Consigne 1
Reproduisez sans la moindre modification le passage de l'extrait source ci-dessous qui va de « Un jour les » jusqu'à « depuis cinquante ans). ».

Extrait source

::::::::

Un jour les anciens habitants du lieu qu’on avait investi sont revenus, on était 15 ! Moi, je faisais des allers retours entre Paris et ND, puis j’ai habité une caravane. Là, j’ai connu plus de monde, je faisais des films, des photos… Ce qui m’intéressait, c’était les procédures, les juges qui déclaraient : « Votre terre, elle vaut tant. Si vous acceptez tant mieux, sinon c’est la procédure ! » Des gens sont contents de cette rentrée d’argent, d’autres ne veulent pas partir. Nous on est là pour ces gens-là (qui sont souvent âgés et habitent là pour certains depuis cinquante ans).
 
A ND des Landes, sur 2 000 hectares, il y  a une trentaine de lieux comme le nôtre, dont Le Far-West qui est un lieu-cabane dans un arbre qui est devenu en dur (ce groupe est fort) ou une chèvrerie où ils font du fromage,. Nous n’avons pas tous la même approche ni la même idée politique de ce que nous faisons là. Il n’y a pas vraiment de collectif, ce sont plutôt des groupes affinitaires.
Au début, j’habitais là sans être vraiment engagée. J’étais en mode observation, je filmais et prenais des photos. Les jeunes étaient tous cagoulés devant les médias, je m’y suis mise moi aussi pour ne pas me différencier. C’était par peur des représailles et aussi pour que notre image ne soit pas exploitée. Je dérangeais parfois, car caméra et appareil photo sont l’apanage des « médias-bourgeois » qui, à l’époque, nous traitaient comme des « méchants squatteurs ».

::::::::

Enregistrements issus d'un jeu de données

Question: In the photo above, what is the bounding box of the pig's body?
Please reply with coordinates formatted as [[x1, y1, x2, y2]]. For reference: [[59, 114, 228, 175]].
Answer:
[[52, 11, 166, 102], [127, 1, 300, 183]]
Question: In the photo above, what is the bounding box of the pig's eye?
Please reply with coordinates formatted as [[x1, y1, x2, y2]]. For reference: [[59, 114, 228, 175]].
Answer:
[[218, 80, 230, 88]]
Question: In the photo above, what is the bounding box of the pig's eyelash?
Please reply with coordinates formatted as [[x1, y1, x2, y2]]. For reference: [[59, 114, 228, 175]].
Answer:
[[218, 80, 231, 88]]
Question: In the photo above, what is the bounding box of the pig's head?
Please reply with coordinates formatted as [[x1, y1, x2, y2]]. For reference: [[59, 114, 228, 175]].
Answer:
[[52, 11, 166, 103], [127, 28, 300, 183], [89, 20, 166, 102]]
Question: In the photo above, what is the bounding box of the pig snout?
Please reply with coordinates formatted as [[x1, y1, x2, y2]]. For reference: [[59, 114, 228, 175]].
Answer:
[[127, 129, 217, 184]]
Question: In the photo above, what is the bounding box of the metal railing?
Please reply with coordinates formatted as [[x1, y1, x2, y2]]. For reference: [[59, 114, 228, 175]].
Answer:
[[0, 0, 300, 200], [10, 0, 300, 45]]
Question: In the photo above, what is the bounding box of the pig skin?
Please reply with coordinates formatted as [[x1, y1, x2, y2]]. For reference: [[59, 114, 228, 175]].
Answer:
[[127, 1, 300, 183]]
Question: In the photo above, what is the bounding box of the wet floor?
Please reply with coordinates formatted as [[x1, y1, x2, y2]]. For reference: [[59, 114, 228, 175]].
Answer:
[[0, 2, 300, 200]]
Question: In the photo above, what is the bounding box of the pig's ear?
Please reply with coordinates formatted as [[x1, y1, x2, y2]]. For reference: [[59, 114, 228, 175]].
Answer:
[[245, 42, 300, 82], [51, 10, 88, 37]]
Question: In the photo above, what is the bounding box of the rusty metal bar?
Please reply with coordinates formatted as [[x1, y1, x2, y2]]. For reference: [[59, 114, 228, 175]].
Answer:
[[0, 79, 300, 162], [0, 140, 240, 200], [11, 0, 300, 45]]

::::::::

Consigne 2
Dans les entrées ci-dessus, recopiez à l'identique les lignes allant de celle qui contient « the wet floor? » jusqu'à celle qui contient « [[245, 42, 300, 82], [51, 10, 88, 37]] », ces deux lignes comprises, et rien d'autre.

Réponse complète 1
Un jour les anciens habitants du lieu qu’on avait investi sont revenus, on était 15 ! Moi, je faisais des allers retours entre Paris et ND, puis j’ai habité une caravane. Là, j’ai connu plus de monde, je faisais des films, des photos… Ce qui m’intéressait, c’était les procédures, les juges qui déclaraient : « Votre terre, elle vaut tant. Si vous acceptez tant mieux, sinon c’est la procédure ! » Des gens sont contents de cette rentrée d’argent, d’autres ne veulent pas partir. Nous on est là pour ces gens-là (qui sont souvent âgés et habitent là pour certains depuis cinquante ans).

Réponse complète 2
Question: In the photo above, what is the bounding box of the wet floor?
Please reply with coordinates formatted as [[x1, y1, x2, y2]]. For reference: [[59, 114, 228, 175]].
Answer:
[[0, 2, 300, 200]]
Question: In the photo above, what is the bounding box of the pig's ear?
Please reply with coordinates formatted as [[x1, y1, x2, y2]]. For reference: [[59, 114, 228, 175]].
Answer:
[[245, 42, 300, 82], [51, 10, 88, 37]]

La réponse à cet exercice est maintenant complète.